Required task
Return verbatim the lines of the rows below, from the line containing "Objective — a point for each instance of the open" through the end of the rows, both ends included.

☆ ☆ ☆ ☆

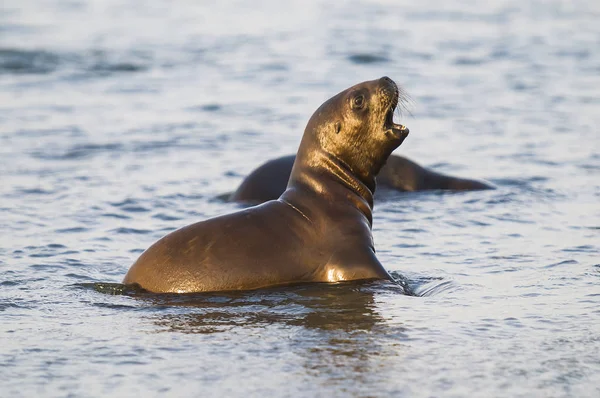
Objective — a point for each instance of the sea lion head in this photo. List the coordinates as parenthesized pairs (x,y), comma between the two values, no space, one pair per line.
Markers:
(356,127)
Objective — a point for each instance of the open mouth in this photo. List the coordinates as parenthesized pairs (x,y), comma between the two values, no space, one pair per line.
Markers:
(390,128)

☆ ☆ ☆ ☆

Complete response
Objective — a point for each instance of the open mouth in this photo. List the coordinates as parenthesized pairs (x,y), comma between the two values, no space, one pair per line.
Markers:
(390,128)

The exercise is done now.